__What is asked__: Copy the material below line for line, with no changes, and leave the pictures out of your answer.

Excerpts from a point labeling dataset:
---

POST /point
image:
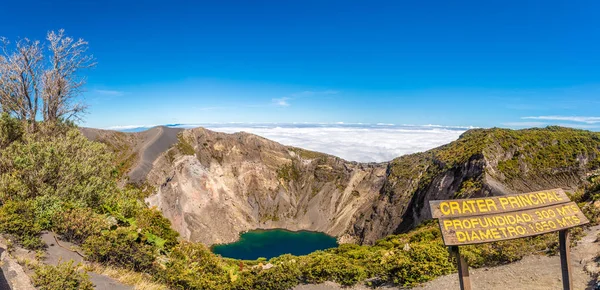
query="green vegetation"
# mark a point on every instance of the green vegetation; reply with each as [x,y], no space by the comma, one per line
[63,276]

---

__Task result__:
POST /point
image:
query="green vegetation"
# mark a point on every instance of the green vegetation; reply with each as [x,y], no space by the comma, one per line
[63,276]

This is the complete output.